### Document
Africa is a continent of diversity. In this diversity there are hundreds of tribes and communities each practicing its own culture and religion. It would be very difficult to define Africa’s traditional religion as it would be difficult to define its culture.
More so, it is extremely difficult to establish the dividing line between African Culture and African Religion. However, as much as there were many African Traditional Religions, their similarities were more dominant than their differences. We take up these similarities and encompass them as one African Traditional Religion. In this report, we explore the important aspects of Africa’s Traditional Religions and cultures that cut across the entire continent.
This essay is based on various researches done by prominent scholars, historical background of Africa, news and books relevant to African studies. This report attempts to define religion, culture, and explores the major religions, African Traditional Religion (ATR), Christianity and Islam and their influence and impact on African culture. Africa is one of the World’s six continents. It is the second largest and second most populous continent after Asia. Other continents include; Asia, America-North, America-South, Australia, Europe.
Geologically, Present-day Africa, occupying one-fifth of Earth’s land surface, is the central remnant of the ancient southern supercontinent called Gondwanaland, a landmass once made up of South America, Australia, Antarctica, India, and Africa. This massive supercontinent broke apart between 195 million and 135 million years ago, cleaved by the same geological forces that continue to transform Earth’s crust today. At about 30. 2 million km? (11. 7 million sq mi) including adjacent islands, it covers 6% of the Earth’s total surface area and 20. % of the total land area. With 1. 0 billion people (as of 2009) in 61 territories, it accounts for about 14. 72% of the world’s human population. The continent is surrounded by the Mediterranean Sea to the north, both the Suez Canal and the Red Sea along the Sinai Peninsula to the northeast, the Indian Ocean to the southeast, and the Atlantic Ocean to the west. The continent has 54 sovereign states, including Madagascar, various island groups, and the Sahrawi Arab Democratic Republic, a member state of the African Union whose statehood is disputed by Morocco.
Afri was the name of several Semitic peoples who dwelt in North Africa near Carthage (in modern Tunisia). Their name is usually connected with Phoenician afar, “dust”, but a 1981 hypothesis has asserted that it stems from a Berber word ifri or Ifran meaning “cave”, in reference to cave dwellers. Africa or Ifri or Afer is name of Banu Ifran from Algeria and Tripolitania (Berber Tribe of Yafran). Pre-colonial Africa possessed perhaps as many as 10,000 different states and polities characterised by many different sorts of political organisation and rule.

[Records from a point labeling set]
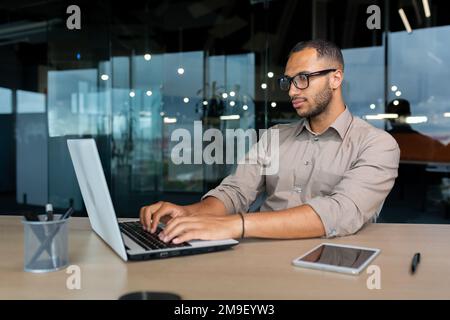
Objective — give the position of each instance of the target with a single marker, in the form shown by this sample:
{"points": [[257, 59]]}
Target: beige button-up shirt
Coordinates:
{"points": [[344, 174]]}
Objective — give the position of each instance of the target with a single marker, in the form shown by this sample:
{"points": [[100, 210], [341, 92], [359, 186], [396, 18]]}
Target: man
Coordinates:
{"points": [[334, 174]]}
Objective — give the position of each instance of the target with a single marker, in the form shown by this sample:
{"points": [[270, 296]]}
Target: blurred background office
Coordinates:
{"points": [[137, 70]]}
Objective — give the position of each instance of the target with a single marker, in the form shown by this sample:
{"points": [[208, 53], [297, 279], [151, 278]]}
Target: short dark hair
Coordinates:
{"points": [[325, 49]]}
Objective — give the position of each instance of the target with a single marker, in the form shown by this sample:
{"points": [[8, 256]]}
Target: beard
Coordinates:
{"points": [[322, 100]]}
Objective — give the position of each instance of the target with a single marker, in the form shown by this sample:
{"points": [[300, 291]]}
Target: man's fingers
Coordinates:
{"points": [[146, 214], [174, 222], [162, 211]]}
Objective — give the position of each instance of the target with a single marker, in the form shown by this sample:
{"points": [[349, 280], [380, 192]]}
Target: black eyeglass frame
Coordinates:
{"points": [[307, 75]]}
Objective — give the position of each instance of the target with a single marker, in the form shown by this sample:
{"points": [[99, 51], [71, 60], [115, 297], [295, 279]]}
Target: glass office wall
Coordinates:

### What the task requires
Carry on writing the essay on African religion and culture, starting right after its last sentence. The items were taken from a separate source unrelated to the essay on African religion and culture.

### Final result
These included small family groups of hunter-gatherers such as the San people of southern Africa; larger, more structured groups such as the family clan groupings of the Bantu-speaking people of central and southern Africa, heavily structured clan groups in the Horn of Africa, the large Sahelian kingdoms, and autonomous city-states and kingdoms such as those of the Akan, Yoruba and Igbo people (also misspelled as Ibo) in West Africa, and the Swahili coastal trading towns of East Africa.
Religion originates from the Latin world religare (re: back, and ligare: to bind), and this brings up the world “being bound. ” faith is usually the core element of religion. Faith encompasses “Value-center,” “trust,” “loyalty,” and “meaning”. It is difficult to define religion.
A good definition of religion is one that expounds on the following key traits; Belief in something sacred (for example, gods or other supernatural beings), A distinction between sacred and profane objects, Ritual acts focused on sacred objects, A moral code believed to have a sacred or supernatural basis, characteristically religious feelings (awe, sense of mystery, sense of guilt, adoration), which tend to be aroused in the presence of sacred objects and during the practice of ritual, prayer and other forms of communication with the supernatural, world view, or a general picture of the world as a whole and the place of the individual therein. This picture contains some specification of an over-all purpose or point of the world and an indication of how the individual fits into it, a more or less total organization of one’s life based on the world view, A social group bound together by the above. Culture (from the Latin cultura stemming from colere, meaning “to cultivate”) is a term that has various meanings. For example, in 1952, Alfred Kroeber and Clyde Kluckhohn compiled a list of 164 definitions of “culture” in Culture: A Critical Review of Concepts and Definitions.
However, the word “culture” is most commonly used in three basic senses: Excellence of taste in the fine arts and humanities, also known as culture, An integrated pattern of human knowledge, belief, and behavior that depends upon the capacity for symbolic thought and social learning and the set of shared attitudes, values, goals, and practices that characterizes an institution, organization or group. Culture has six core elements; politics, economics, ethics, aesthetics, kinship and religion. And out of these, religion “is by far the richest part of the African heritage. ” It shapes their cultures, their social life, their politics, and their economics and is at the same time shaped by this same way of life. Some of the major religions that influenced African culture; African traditional religion, Christianity and Islam African Traditional Religion
It is a unique religion whose sources include: sacred places and religious objects such as rocks, hills, mountains, trees, caves and other holy places; rituals, ceremonies and festivals of the people; art and symbols; music and dance; proverbs, riddles, and wise sayings; and names of people and places. Beliefs cover topics such as God, spirits, birth, death, the hereafter, magic, and witchcraft. Religion, in the African indigenous context, permeates all departments of life. Africa’s traditional religion is based on the Ubuntu philosophy, which is a Zulu word for human-ness, and was developed over many centuries in traditional African culture. This culture was pre-literate, pre-scientific and pre-industrial. The concept of Ubuntu was originally expressed in the songs and stories, the customs and the institutions of the people. Another distinctive quality of the Ubuntu philosophy is the African emphasis on consensus.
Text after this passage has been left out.